The problem
Copy out each line below that has the word "necktie" in it.

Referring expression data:
<<<<

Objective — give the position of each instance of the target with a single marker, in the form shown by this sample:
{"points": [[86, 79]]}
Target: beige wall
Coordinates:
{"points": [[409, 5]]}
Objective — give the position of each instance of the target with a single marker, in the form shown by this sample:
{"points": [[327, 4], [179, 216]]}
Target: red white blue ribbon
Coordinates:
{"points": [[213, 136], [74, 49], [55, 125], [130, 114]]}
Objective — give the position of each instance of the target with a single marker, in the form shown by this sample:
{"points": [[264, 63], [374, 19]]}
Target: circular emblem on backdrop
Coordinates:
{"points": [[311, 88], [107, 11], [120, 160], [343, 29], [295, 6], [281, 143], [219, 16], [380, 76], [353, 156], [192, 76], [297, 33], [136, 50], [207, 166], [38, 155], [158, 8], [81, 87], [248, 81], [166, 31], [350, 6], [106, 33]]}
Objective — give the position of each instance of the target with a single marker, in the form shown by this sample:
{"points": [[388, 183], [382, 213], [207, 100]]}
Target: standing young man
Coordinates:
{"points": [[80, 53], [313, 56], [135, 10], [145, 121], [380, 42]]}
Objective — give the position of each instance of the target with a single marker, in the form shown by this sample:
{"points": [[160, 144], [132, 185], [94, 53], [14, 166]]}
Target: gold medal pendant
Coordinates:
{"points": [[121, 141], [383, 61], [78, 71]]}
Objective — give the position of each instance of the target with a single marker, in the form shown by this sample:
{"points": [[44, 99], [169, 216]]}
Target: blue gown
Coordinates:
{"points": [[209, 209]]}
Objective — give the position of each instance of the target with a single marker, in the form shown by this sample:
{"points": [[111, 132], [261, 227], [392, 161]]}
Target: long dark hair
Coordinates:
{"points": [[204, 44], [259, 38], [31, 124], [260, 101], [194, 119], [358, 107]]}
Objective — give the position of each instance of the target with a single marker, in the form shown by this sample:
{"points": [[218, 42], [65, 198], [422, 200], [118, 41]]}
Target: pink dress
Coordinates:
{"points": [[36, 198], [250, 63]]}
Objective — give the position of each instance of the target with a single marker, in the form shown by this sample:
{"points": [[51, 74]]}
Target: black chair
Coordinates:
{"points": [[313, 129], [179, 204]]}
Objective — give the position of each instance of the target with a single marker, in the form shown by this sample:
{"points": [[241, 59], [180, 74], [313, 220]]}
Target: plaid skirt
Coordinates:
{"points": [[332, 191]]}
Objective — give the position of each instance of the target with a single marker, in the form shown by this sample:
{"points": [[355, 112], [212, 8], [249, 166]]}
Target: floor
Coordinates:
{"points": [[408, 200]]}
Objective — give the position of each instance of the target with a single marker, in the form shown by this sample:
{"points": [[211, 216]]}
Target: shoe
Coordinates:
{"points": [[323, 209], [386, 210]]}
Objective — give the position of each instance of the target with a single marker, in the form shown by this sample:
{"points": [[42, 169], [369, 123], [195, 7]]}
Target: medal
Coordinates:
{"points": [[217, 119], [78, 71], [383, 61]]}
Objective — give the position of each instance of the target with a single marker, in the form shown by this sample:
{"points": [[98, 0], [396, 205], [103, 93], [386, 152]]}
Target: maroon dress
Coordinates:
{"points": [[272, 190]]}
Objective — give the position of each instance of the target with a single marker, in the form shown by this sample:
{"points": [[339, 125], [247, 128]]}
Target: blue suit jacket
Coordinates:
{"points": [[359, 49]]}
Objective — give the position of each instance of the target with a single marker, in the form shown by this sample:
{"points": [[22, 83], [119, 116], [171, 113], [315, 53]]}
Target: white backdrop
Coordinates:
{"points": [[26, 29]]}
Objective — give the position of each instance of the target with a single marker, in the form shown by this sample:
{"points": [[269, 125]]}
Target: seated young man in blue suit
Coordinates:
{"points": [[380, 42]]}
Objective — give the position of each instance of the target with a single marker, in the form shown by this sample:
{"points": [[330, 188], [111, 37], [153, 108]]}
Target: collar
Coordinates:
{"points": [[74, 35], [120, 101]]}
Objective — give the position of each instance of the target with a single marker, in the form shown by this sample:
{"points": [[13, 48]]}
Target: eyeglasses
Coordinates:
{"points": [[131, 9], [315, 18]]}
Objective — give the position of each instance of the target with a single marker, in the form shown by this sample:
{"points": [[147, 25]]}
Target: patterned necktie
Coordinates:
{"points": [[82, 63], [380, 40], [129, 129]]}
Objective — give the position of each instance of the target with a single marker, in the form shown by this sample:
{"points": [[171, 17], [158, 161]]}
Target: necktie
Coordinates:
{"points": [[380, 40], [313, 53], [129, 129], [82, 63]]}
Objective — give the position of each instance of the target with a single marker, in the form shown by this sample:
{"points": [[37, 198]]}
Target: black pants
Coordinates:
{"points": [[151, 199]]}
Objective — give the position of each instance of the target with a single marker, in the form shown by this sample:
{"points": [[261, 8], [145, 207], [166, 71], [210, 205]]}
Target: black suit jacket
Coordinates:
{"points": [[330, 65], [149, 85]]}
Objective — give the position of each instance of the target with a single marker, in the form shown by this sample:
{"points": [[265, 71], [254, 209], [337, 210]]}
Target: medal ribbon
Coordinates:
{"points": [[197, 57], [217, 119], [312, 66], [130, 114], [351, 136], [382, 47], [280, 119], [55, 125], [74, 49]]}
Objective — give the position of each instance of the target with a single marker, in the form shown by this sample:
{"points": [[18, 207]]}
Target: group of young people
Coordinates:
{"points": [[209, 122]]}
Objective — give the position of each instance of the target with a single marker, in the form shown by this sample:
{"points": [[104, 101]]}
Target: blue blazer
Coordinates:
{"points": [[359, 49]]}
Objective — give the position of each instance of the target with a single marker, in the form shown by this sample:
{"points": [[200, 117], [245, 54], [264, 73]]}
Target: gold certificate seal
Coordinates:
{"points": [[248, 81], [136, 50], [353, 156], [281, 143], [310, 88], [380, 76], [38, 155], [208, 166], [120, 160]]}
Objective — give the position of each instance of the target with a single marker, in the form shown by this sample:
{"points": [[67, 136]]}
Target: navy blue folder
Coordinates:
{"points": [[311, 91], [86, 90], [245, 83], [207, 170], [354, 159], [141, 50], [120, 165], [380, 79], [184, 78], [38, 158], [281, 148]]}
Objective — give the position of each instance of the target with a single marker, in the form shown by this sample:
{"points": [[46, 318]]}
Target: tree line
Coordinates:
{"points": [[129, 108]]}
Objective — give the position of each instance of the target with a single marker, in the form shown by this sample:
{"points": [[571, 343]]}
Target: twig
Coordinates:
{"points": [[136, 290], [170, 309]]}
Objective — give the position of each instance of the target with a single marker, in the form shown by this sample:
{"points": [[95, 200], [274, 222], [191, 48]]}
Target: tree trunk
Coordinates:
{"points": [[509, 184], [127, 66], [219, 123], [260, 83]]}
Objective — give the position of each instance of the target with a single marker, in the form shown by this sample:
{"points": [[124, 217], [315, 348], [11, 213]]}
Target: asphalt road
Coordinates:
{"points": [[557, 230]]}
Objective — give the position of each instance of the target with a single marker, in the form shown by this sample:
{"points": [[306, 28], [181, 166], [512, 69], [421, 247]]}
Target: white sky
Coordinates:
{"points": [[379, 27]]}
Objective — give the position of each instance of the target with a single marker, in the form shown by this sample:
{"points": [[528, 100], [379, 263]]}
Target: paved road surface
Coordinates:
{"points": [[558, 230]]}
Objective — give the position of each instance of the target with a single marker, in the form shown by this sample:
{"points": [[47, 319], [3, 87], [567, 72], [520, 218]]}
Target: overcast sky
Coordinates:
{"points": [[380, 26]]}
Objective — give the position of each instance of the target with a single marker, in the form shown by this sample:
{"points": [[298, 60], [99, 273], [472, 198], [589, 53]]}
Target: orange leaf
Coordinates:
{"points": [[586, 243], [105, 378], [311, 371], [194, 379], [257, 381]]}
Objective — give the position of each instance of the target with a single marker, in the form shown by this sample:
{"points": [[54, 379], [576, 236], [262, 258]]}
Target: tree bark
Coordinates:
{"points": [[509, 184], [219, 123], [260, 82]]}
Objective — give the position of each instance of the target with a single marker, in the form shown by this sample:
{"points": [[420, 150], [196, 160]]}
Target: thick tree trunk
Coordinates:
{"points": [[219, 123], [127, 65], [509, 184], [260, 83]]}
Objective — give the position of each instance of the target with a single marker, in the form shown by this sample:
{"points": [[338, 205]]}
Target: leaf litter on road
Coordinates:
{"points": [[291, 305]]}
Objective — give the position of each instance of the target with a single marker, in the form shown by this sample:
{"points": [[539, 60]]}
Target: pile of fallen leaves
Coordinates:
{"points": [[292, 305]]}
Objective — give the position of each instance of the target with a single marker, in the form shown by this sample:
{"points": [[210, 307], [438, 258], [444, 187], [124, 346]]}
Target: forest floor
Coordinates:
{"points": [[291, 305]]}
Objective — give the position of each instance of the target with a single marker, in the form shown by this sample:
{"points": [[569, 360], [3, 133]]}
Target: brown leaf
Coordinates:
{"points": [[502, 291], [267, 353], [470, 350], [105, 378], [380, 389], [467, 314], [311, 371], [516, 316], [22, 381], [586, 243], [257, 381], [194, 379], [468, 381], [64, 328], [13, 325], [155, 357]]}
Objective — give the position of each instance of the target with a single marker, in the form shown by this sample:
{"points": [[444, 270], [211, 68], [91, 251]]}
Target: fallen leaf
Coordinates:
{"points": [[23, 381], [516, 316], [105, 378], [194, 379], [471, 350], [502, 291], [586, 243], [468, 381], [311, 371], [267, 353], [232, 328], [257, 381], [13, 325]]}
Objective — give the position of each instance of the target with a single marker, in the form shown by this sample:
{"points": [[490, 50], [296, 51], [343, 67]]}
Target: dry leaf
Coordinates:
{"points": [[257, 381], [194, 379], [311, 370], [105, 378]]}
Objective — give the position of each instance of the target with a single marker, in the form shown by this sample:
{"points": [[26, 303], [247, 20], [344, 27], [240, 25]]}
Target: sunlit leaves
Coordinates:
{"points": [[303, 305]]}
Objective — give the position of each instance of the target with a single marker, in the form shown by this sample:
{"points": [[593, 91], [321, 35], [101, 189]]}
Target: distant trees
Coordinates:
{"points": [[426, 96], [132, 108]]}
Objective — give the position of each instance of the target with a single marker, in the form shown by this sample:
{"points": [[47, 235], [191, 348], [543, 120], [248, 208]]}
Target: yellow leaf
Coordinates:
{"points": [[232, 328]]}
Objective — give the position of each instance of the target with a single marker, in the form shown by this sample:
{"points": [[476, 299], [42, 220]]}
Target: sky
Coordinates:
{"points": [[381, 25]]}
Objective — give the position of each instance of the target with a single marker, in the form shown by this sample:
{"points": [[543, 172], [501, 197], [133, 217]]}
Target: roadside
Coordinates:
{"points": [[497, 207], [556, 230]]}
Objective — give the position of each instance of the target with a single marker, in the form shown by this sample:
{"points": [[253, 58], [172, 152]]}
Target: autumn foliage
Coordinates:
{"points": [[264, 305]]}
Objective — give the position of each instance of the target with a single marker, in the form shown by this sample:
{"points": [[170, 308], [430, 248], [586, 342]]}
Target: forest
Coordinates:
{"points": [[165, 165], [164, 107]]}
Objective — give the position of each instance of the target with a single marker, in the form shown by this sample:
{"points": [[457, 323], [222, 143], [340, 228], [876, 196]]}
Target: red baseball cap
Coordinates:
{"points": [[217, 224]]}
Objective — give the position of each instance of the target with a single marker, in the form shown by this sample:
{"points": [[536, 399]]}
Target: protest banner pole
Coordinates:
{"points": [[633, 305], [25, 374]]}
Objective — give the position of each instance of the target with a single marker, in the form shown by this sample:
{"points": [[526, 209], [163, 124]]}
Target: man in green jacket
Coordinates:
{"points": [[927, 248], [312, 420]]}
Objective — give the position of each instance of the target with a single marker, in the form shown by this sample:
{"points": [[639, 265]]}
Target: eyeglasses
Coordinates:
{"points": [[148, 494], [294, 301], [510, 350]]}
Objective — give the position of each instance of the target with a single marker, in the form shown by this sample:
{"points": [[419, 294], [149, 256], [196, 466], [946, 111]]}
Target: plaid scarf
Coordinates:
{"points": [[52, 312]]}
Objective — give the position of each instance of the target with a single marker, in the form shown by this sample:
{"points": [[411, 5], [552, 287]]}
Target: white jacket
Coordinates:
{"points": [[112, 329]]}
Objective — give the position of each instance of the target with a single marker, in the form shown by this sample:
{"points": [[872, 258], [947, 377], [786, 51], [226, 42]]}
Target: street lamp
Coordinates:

>>>>

Exercise solution
Target: patterned necktie
Target: necktie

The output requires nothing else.